§ **Work request**
Write out exactly, please, the lines from the one containing "TARGET = flagstone paving" to the end of the material.

<<<<

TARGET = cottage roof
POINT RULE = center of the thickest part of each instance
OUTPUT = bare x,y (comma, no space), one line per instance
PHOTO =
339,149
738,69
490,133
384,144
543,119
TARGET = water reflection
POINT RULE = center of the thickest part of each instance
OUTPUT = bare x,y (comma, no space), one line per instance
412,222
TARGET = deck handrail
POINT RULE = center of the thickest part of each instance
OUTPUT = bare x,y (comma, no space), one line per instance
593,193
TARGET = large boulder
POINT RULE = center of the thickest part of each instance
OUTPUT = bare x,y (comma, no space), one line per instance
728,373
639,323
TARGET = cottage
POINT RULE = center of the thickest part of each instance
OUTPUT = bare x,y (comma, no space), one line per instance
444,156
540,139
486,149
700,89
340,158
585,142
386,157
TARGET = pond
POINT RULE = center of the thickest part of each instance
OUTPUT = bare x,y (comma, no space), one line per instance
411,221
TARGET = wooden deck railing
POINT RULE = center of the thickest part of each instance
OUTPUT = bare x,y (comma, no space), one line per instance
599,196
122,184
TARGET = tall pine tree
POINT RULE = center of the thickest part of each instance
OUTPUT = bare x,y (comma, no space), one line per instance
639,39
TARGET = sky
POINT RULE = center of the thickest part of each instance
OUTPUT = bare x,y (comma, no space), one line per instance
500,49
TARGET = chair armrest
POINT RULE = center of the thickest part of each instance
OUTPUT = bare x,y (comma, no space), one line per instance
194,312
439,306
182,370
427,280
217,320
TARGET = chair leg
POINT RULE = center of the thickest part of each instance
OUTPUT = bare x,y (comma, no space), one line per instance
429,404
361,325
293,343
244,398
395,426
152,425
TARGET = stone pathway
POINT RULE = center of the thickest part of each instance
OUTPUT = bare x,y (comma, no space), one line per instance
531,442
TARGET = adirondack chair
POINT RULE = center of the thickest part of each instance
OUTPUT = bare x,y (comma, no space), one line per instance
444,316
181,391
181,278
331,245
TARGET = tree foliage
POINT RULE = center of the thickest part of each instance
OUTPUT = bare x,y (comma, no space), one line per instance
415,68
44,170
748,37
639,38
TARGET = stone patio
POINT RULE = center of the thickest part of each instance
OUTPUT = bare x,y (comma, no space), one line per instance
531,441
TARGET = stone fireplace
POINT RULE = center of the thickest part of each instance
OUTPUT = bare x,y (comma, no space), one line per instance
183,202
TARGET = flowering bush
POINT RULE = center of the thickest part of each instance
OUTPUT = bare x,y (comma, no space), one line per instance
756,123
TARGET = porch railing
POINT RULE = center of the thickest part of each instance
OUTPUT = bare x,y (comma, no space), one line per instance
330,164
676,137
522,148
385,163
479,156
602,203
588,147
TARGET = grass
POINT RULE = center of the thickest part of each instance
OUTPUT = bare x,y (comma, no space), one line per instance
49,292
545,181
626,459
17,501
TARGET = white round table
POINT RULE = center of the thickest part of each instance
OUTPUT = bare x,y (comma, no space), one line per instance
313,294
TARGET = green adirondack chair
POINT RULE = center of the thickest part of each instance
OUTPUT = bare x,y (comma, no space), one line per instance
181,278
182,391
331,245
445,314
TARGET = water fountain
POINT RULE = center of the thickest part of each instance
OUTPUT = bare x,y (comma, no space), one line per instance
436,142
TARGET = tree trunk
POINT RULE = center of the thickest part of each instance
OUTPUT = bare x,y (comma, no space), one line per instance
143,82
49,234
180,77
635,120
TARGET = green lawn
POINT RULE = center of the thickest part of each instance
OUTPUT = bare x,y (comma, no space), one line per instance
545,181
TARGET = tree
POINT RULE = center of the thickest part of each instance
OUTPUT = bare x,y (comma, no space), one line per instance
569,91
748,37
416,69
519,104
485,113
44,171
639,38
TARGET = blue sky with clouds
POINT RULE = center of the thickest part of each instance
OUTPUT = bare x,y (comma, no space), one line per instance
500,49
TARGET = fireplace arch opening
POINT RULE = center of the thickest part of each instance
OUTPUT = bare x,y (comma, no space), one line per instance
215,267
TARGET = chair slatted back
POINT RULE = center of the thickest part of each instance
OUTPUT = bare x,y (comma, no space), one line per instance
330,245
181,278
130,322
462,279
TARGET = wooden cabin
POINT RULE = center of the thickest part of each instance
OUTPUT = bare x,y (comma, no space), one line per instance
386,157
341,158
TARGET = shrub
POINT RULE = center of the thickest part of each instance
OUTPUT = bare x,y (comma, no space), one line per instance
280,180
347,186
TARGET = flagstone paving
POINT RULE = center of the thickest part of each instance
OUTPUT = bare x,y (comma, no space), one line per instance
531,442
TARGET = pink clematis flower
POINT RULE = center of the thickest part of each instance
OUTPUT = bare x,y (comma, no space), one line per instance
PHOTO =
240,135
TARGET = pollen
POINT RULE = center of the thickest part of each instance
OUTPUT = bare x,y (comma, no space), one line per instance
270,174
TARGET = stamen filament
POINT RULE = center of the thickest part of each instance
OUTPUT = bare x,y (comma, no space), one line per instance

>>>>

§ **Task solution**
TARGET = flagstone paving
POINT RULE = center of the thickest part of each instance
OUTPUT = bare x,y (comma, no space), one line per instance
531,442
TARGET = pink clematis flower
POINT RULE = center of the thickest part of each instance
OUTPUT = bare x,y (comma, no space), one line per instance
PHOTO =
240,135
TARGET = pollen
POINT RULE = center of the thickest part of each instance
OUTPUT = bare x,y (comma, no space), one line per instance
270,174
TARGET = stamen filament
POINT RULE = center of the thickest part of each instance
OUTPUT = bare x,y (comma, no space), one line per instance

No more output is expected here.